Exercise objective. Reproduce exactly the lines from the one containing "of the green" through the last line of the data, both ends included.

Given records.
-----

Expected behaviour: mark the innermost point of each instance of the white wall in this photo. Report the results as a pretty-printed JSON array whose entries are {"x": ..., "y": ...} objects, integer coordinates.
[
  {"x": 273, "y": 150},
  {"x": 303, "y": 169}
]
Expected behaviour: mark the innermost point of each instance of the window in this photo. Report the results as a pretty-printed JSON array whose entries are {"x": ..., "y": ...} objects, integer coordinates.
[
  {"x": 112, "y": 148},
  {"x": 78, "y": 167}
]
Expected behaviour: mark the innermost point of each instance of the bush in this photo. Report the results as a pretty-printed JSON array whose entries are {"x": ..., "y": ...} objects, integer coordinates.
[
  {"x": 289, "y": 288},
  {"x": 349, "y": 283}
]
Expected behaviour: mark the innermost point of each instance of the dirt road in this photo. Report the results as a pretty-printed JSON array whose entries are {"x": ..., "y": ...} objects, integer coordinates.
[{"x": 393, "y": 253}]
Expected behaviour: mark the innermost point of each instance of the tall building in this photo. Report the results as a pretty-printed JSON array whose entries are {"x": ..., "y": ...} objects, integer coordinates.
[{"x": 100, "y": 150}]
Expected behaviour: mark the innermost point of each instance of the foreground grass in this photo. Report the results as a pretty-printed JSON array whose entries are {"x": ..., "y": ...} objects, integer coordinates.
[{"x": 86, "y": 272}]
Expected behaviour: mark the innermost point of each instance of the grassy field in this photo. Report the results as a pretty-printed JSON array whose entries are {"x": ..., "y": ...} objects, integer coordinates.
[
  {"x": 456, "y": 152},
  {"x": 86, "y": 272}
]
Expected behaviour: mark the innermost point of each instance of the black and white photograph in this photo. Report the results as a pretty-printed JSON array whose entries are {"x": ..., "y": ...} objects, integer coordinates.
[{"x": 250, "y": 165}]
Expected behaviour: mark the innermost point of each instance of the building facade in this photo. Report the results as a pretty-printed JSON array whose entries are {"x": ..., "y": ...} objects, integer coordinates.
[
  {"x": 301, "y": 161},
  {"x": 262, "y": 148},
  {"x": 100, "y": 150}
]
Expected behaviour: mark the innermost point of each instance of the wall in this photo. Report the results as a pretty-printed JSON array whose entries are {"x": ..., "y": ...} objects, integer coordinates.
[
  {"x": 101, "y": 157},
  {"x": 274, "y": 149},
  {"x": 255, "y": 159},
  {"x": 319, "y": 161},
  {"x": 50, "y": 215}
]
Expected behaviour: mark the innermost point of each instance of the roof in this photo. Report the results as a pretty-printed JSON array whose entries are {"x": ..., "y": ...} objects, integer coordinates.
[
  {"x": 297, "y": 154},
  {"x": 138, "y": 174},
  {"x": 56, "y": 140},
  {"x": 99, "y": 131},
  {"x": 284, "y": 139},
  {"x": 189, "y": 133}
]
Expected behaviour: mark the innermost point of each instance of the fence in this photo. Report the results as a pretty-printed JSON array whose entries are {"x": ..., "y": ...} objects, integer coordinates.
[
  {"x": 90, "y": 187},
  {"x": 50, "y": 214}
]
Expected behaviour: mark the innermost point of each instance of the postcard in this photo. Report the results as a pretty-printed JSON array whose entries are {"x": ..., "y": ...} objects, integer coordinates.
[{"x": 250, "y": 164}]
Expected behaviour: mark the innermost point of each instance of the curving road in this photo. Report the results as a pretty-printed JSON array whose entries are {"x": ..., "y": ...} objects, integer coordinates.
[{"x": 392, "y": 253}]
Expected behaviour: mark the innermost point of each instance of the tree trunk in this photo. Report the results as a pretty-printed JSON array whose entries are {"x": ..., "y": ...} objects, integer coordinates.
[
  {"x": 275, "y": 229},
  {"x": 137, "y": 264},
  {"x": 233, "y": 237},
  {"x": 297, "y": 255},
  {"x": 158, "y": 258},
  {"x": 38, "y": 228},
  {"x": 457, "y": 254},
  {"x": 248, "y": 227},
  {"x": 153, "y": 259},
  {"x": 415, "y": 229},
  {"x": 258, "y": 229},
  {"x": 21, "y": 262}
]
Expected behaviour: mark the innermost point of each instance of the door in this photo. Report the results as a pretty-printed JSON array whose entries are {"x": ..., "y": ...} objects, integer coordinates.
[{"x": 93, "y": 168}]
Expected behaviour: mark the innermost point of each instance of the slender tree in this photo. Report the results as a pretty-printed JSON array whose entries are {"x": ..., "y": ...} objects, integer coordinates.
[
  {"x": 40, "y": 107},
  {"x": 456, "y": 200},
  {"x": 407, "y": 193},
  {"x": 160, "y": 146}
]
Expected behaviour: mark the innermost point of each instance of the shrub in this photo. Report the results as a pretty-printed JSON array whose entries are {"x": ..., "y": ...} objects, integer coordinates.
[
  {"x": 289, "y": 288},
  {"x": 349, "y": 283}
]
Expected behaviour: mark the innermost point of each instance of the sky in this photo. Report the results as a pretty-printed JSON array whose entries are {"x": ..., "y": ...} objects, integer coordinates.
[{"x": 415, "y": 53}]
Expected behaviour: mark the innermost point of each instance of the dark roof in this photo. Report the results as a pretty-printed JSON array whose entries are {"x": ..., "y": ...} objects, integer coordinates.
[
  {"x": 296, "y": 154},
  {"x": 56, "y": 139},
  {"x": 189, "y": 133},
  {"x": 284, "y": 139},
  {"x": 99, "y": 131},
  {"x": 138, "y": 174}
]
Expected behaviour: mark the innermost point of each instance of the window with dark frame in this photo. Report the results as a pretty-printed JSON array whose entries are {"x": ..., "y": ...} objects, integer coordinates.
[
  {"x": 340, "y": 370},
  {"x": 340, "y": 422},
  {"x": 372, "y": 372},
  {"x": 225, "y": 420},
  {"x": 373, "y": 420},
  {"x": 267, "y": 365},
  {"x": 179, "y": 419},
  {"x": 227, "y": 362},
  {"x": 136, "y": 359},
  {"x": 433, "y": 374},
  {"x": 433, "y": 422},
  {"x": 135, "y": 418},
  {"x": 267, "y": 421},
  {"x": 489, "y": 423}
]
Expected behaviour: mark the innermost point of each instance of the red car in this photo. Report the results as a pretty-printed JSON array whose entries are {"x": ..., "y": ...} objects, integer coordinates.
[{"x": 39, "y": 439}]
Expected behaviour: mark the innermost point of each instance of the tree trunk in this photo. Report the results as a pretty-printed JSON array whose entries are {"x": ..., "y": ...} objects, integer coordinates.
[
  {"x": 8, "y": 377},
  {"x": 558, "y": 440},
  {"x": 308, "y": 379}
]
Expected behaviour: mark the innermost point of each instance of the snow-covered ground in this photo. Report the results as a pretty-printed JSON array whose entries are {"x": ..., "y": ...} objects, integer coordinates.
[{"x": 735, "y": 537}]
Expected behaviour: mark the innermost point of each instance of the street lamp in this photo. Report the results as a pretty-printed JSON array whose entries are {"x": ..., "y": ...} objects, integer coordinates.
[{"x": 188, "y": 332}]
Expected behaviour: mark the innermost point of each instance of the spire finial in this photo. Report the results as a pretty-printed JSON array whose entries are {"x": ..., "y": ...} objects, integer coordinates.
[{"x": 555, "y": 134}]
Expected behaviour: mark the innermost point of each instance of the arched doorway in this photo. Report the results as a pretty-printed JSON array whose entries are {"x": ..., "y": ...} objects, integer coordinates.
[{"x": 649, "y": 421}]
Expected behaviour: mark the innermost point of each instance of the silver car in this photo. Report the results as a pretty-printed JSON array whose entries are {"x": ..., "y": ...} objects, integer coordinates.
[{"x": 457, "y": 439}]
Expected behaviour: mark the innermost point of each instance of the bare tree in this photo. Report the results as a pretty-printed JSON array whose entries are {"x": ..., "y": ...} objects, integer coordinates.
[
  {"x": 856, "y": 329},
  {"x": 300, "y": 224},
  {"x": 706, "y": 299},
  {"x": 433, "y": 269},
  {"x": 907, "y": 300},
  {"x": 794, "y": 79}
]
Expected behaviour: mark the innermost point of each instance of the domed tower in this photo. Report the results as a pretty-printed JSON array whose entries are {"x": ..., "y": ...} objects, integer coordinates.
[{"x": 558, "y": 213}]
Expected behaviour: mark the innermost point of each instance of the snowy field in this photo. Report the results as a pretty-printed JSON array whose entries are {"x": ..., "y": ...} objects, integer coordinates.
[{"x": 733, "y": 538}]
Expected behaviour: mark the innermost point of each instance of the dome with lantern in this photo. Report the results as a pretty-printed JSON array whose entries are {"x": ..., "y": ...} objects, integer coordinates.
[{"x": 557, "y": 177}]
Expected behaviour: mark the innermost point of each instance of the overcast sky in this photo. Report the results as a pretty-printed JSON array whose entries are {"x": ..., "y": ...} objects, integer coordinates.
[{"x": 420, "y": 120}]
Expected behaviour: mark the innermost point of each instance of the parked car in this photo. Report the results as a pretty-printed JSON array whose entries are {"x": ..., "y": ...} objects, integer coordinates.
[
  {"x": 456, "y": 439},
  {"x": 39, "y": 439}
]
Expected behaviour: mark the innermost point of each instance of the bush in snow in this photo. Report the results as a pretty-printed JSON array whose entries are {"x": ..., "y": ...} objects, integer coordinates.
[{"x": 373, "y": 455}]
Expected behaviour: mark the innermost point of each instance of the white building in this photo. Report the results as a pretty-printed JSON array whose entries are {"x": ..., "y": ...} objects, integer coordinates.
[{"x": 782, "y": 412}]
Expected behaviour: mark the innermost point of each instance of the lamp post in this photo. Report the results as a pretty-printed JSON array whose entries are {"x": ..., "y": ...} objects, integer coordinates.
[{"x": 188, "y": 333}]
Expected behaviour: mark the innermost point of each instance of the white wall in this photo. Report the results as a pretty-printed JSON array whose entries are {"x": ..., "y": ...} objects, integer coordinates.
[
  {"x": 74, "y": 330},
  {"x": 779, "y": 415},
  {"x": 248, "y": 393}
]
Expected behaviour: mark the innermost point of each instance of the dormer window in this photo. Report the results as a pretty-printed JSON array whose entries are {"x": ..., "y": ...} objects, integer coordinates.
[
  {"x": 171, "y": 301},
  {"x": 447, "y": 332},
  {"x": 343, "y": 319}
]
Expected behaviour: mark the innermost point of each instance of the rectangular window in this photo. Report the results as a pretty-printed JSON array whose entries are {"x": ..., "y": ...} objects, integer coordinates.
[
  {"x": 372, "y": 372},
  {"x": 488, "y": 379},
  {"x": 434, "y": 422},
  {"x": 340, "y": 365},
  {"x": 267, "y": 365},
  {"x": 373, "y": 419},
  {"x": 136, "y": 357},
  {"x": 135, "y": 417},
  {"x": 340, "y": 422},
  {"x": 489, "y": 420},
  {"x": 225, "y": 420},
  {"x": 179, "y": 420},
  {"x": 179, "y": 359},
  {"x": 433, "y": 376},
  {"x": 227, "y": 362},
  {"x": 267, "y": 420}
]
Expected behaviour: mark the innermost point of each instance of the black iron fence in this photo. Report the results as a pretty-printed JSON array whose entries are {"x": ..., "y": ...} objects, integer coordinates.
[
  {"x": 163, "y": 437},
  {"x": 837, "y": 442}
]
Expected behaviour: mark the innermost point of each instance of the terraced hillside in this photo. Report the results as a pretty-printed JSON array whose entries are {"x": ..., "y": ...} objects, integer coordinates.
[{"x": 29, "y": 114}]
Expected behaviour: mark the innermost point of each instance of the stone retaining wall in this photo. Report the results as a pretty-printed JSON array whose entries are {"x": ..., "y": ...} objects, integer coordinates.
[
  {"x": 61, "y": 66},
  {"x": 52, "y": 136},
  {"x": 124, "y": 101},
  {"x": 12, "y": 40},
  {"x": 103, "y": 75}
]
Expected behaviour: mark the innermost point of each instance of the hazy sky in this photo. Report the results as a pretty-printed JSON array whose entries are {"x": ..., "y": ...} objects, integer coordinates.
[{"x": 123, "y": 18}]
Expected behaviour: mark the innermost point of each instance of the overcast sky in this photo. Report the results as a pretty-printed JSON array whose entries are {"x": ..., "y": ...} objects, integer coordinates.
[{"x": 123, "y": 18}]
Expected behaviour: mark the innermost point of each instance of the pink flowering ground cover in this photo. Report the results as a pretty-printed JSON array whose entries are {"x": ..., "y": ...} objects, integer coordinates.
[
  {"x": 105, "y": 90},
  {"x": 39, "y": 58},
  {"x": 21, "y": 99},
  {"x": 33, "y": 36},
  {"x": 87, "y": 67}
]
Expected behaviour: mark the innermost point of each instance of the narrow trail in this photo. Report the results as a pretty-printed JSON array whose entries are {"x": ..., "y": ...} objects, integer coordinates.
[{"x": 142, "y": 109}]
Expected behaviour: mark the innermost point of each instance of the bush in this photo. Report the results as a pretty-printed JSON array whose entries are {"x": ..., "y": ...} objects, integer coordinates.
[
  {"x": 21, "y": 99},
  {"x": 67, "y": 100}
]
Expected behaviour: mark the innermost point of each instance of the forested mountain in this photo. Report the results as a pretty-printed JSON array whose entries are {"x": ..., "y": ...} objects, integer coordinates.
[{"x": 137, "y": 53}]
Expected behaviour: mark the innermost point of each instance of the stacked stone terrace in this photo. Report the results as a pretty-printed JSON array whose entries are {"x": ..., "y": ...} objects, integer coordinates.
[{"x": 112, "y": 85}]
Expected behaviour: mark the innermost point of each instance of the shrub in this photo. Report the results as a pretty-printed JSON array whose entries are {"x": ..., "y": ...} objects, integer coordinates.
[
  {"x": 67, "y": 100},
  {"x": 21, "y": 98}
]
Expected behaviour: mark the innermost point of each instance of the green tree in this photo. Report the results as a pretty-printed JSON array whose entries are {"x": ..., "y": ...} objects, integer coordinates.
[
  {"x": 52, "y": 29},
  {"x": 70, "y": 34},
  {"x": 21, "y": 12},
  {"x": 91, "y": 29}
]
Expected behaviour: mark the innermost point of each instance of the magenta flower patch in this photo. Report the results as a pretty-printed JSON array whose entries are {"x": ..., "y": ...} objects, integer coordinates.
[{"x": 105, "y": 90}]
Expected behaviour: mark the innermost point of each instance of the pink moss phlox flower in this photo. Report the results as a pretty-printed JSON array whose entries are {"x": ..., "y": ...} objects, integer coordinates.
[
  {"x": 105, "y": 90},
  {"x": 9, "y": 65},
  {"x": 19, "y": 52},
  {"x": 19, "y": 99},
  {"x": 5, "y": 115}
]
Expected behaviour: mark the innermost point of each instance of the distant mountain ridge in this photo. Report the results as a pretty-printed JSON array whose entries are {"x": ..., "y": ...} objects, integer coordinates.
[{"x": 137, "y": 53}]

-----

Result of the task.
Expected behaviour: mark the innermost point of each instance of the green tree in this photo. Report the results as a pretty-printed JSON array whose entries are {"x": ..., "y": ...} objects, integer coordinates.
[
  {"x": 52, "y": 29},
  {"x": 70, "y": 34},
  {"x": 21, "y": 12},
  {"x": 91, "y": 29}
]
Expected behaviour: mark the innermost point of each instance of the magenta flower patch in this photo. Report the results as a pretty-printed JSON array whose entries are {"x": ..., "y": ...} objects, integer coordinates.
[{"x": 105, "y": 90}]
Expected behaviour: mark the innermost point of each instance of the pink moss phlox flower in this photo. Report the results as a pretty-printed JSON array whose entries are {"x": ..., "y": ...} objects, integer coordinates.
[
  {"x": 105, "y": 90},
  {"x": 9, "y": 65},
  {"x": 19, "y": 52},
  {"x": 19, "y": 99},
  {"x": 5, "y": 115}
]
Expected behaviour: mark the innermost point of each instance of the distant mountain ridge in this photo. Report the results as a pretty-printed JSON array whose entries are {"x": ..., "y": ...} objects, integer coordinates.
[{"x": 137, "y": 53}]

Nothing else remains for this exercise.